A complete answer lists every line of the entries below where the string "photo" appears.

■ **Data excerpts**
=== Section Start ===

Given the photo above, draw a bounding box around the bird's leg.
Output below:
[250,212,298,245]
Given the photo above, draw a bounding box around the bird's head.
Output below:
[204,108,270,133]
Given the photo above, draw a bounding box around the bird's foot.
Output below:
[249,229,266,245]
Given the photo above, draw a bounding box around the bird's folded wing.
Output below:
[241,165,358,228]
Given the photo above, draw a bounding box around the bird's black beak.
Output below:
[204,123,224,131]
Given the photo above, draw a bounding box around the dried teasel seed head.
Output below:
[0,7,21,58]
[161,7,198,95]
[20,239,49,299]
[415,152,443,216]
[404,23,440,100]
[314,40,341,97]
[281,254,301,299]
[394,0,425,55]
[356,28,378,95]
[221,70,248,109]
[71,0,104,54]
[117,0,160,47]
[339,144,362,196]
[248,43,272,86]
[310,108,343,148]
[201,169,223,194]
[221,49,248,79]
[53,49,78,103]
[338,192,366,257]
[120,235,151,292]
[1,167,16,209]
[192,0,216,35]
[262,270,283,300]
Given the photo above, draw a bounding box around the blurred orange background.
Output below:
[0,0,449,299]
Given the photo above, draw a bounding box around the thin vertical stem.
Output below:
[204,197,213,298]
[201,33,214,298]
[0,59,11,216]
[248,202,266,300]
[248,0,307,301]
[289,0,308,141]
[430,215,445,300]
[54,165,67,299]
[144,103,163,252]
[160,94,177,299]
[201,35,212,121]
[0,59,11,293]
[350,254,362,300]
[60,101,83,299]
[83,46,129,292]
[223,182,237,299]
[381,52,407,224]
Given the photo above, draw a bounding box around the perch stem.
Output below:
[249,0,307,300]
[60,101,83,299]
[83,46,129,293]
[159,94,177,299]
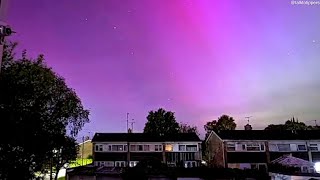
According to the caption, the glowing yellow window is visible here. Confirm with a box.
[165,144,173,151]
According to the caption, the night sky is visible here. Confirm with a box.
[7,0,320,139]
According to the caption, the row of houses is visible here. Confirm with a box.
[78,128,320,173]
[92,132,202,168]
[205,129,320,173]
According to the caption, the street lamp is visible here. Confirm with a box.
[50,148,63,180]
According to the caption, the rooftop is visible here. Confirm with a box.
[92,133,201,142]
[215,130,320,140]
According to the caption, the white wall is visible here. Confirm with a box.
[172,142,199,152]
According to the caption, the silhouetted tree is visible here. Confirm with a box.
[143,108,179,136]
[265,117,313,130]
[0,42,89,179]
[179,123,199,135]
[52,137,78,180]
[204,115,236,138]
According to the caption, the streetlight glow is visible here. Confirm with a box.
[315,162,320,173]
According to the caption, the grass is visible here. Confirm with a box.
[58,177,65,180]
[69,158,92,168]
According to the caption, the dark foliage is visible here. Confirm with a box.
[0,42,89,179]
[143,108,180,136]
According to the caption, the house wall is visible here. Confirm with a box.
[205,132,225,168]
[210,139,320,170]
[77,140,93,159]
[92,141,201,167]
[268,140,320,162]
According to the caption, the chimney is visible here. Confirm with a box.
[128,128,132,133]
[244,124,252,130]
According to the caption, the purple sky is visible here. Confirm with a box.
[7,0,320,139]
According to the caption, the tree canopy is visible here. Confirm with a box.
[204,115,236,137]
[179,123,199,135]
[0,42,89,179]
[264,117,315,130]
[143,108,180,136]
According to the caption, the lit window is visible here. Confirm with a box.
[165,144,173,151]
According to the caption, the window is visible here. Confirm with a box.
[131,144,150,151]
[130,145,136,151]
[179,145,186,151]
[277,144,290,151]
[143,145,150,151]
[124,145,127,151]
[302,166,308,173]
[227,143,235,151]
[246,144,261,151]
[251,164,257,169]
[260,144,265,151]
[165,144,173,151]
[269,144,278,151]
[95,145,103,152]
[129,161,138,167]
[108,145,111,151]
[155,145,162,151]
[242,144,246,150]
[258,164,267,172]
[297,145,307,151]
[186,145,197,151]
[310,144,318,151]
[111,145,125,151]
[115,161,126,167]
[105,161,114,167]
[100,161,105,166]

=== Section End ===

■ **Expected answer**
Given the photo above, draw a bounding box around the bird's leg.
Given the photo above, draw a bounding box around the bird's head.
Given the photo above, draw a bounding box around the bird's foot.
Given the photo above, draw a bounding box around the bird's folded wing.
Given the photo above, draw a bounding box around the bird's black beak.
Given the photo above, draw a bounding box around the dried teasel seed head.
Given the photo above, draw a bounding box around the blurred orange background.
Given the photo above, draw a bounding box around the thin vertical stem.
Given the photo above, draw a bounding box around the perch stem.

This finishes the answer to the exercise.